**TASK REQUIREMENTS:** What follows is a listing to be transcribed exactly.

** Opening RECORDED DATA block **

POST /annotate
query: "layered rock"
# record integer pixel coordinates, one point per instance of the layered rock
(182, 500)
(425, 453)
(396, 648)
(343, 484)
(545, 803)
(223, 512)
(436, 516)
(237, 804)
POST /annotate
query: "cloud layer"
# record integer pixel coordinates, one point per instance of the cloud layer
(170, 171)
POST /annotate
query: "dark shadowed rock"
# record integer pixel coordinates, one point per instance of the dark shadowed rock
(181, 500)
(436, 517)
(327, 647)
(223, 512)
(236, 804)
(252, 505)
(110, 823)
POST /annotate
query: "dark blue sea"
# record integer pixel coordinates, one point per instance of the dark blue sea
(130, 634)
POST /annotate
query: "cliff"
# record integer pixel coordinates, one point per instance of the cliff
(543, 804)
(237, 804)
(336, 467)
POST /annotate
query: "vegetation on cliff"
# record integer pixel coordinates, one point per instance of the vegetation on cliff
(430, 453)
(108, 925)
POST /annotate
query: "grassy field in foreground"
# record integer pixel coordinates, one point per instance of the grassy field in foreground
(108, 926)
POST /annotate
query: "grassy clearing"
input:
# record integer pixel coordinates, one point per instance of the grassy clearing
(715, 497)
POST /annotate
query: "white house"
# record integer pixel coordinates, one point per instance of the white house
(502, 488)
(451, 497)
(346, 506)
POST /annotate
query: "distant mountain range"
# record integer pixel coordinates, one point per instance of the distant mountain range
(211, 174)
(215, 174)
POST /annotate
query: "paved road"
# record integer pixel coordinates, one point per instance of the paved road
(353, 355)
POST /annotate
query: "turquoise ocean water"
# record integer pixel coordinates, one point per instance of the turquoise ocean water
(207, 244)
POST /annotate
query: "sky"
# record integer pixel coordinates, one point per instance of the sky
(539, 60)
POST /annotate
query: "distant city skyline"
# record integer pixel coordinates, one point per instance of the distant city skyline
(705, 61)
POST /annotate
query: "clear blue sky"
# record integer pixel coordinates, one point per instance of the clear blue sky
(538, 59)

** Closing RECORDED DATA block **

**SOLUTION BELOW:**
POST /annotate
query: "layered rock"
# record integer pixel coordinates, one point per instance of the layered rock
(182, 500)
(425, 453)
(396, 648)
(343, 484)
(545, 803)
(223, 512)
(436, 516)
(237, 804)
POST /annotate
query: "cloud layer"
# record integer pixel coordinates, one point per instance of the cloud layer
(170, 171)
POST /annotate
query: "dark shadowed rock"
# record integer pixel coordinates, one point per instance of the dark shadowed rock
(181, 500)
(436, 517)
(327, 647)
(223, 512)
(236, 804)
(252, 505)
(110, 823)
POST /annotate
query: "dark blue sea"
# record integer pixel coordinates, one point per instance of the dark blue sea
(130, 634)
POST /annotate
query: "cliff"
# record integer pixel coordinates, one point per instance of the cliff
(543, 804)
(237, 804)
(336, 467)
POST /annotate
query: "vegetation on cliff"
# record integer pixel coordinates, one point per instance of the vegetation on cliff
(430, 453)
(108, 925)
POST /annotate
query: "grassy field in foreground"
# record integer pixel coordinates, one point per instance of the grassy field in foreground
(108, 926)
POST /annotate
query: "grassy clearing"
input:
# record integer pixel coordinates, one point per instance of the grassy clearing
(715, 497)
POST /annotate
query: "white house"
# record integer pixel coordinates, one point per instance of the white house
(502, 488)
(451, 497)
(346, 506)
POST /annotate
query: "distant mountain range"
# record integer pixel coordinates, one point per instance of the distant mountain range
(211, 174)
(215, 174)
POST /annotate
query: "paved road"
# record integer pixel coordinates, one point per instance of the paved road
(353, 355)
POST /annotate
query: "turquoise ocean water"
# record integer pixel coordinates, one point per instance of the turquoise ocean water
(207, 244)
POST /annotate
query: "sky"
# record integer pixel coordinates, one point per instance of the sky
(539, 60)
POST /annotate
query: "distant city skyline"
# record integer pixel coordinates, one point per instance of the distant city skyline
(705, 61)
POST /annotate
query: "clear blue sky"
# record integer pixel coordinates, one point per instance of the clear blue sky
(538, 59)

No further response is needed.